Stated goal: Could you reproduce every line of the items below, starting at the line containing "ferrari rear window" and ending at the final item, keeping the request lines and increasing each coordinate in the answers by 39?

Dataset records:
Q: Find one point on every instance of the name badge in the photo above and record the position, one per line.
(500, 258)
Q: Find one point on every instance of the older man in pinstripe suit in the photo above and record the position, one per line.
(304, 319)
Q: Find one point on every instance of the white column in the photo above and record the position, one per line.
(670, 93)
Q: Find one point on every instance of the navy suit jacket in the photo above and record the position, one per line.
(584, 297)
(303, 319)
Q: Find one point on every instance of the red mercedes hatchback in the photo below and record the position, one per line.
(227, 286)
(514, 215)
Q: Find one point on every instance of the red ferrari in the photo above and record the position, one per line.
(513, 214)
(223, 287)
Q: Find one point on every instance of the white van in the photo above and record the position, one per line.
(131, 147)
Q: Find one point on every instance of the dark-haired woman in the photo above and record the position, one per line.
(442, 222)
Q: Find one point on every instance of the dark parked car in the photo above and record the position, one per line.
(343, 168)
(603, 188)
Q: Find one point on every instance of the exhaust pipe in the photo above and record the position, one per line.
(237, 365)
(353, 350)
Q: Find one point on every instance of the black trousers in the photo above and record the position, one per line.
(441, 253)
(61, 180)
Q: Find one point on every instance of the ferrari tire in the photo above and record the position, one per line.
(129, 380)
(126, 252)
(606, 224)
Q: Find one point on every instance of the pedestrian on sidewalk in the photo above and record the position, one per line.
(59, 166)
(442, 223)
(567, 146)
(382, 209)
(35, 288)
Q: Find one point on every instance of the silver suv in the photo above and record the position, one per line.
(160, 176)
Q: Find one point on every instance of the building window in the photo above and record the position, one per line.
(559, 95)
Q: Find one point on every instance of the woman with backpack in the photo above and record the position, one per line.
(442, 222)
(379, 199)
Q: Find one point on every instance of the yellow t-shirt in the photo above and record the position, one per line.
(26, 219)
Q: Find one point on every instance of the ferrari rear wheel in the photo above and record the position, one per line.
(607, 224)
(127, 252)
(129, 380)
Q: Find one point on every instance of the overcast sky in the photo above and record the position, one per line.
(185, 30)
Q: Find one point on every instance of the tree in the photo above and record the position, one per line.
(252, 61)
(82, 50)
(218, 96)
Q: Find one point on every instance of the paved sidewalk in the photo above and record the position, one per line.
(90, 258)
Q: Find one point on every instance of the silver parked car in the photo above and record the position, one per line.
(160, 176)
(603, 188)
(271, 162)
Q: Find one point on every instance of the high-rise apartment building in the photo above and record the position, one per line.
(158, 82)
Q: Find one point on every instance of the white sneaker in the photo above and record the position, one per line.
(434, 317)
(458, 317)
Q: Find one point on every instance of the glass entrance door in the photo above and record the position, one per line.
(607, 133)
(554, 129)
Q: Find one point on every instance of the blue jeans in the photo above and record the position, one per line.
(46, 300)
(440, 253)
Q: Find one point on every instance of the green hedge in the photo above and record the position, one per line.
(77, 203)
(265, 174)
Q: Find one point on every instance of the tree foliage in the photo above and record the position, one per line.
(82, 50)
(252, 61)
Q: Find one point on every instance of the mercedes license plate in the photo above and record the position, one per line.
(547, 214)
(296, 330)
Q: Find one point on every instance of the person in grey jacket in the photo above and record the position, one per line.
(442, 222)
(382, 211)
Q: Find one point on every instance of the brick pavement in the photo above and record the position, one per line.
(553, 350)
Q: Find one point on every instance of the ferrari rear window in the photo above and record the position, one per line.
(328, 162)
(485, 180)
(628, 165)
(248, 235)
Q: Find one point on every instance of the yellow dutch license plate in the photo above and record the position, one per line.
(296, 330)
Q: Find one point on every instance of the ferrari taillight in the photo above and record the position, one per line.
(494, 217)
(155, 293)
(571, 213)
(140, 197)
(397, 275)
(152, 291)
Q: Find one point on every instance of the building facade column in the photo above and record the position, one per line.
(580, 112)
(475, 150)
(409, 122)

Task response:
Q: Find one point on every instance of the ferrari rear window in the photo above and record the position, one per line.
(367, 201)
(524, 219)
(667, 204)
(287, 274)
Q: Find one point on every instance of the yellow dutch license plate in the photo above and record the position, one per line.
(335, 369)
Q: Find one point on every instance of the ferrari taillight in the photo above and record the position, one per line.
(533, 256)
(194, 332)
(610, 252)
(179, 236)
(436, 314)
(191, 330)
Q: Find one point on every instance of the building facade column in the photo above and record the position, one per line.
(619, 151)
(514, 189)
(448, 161)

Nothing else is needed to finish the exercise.